▶ _Task goal_
Reproduce word for word the lines from the one containing "Every instance of the dirt" to the one containing "POLYGON ((191 128, 227 77, 130 89, 191 128))", including both of those lines and nothing else.

**** Provided data

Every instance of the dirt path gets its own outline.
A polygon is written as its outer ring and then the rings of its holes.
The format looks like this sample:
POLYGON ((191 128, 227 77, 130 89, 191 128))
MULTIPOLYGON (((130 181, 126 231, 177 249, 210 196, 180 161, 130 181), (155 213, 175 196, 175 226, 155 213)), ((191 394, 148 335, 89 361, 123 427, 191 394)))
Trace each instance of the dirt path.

********
**** Provided data

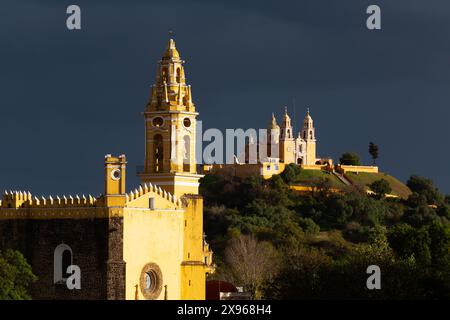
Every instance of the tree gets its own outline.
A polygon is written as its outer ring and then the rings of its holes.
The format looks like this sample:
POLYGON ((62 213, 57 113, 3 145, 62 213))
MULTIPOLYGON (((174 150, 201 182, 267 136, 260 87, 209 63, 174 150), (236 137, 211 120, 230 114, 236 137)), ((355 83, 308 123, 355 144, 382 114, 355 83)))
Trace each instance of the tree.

********
**** Provided data

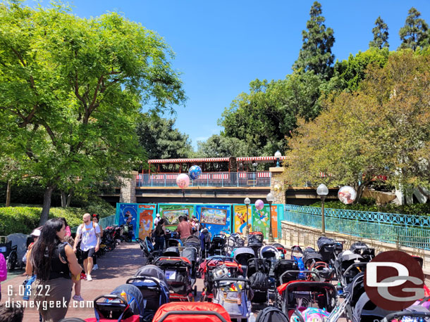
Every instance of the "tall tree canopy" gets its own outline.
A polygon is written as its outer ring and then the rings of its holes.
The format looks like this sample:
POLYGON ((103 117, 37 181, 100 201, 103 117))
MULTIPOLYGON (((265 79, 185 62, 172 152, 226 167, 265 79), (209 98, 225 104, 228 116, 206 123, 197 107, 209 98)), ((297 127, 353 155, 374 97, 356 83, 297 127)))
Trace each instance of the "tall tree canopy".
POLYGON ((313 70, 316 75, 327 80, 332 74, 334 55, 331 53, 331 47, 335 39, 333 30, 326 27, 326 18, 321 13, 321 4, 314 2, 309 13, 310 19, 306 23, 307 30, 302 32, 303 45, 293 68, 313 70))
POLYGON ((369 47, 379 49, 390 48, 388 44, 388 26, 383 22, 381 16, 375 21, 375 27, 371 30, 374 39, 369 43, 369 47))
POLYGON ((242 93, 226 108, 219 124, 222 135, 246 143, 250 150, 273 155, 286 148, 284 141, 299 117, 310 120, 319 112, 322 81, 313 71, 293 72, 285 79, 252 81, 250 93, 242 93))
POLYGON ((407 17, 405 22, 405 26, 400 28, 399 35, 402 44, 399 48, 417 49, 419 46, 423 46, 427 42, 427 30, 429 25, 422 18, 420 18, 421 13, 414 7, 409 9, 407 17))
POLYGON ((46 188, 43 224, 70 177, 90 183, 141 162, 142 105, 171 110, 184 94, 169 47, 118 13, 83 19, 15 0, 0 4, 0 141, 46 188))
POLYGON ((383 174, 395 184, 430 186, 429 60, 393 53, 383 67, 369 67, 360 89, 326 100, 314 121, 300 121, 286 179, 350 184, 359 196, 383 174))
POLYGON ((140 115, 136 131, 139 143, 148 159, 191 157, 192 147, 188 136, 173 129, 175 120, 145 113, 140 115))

********

▶ _Output for this exercise_
Every instance of the dirt path gets its own outline.
A polygon is written as its outer ring and then the rings of its holes.
The format looks like this sample:
POLYGON ((191 128, 227 77, 130 89, 191 128))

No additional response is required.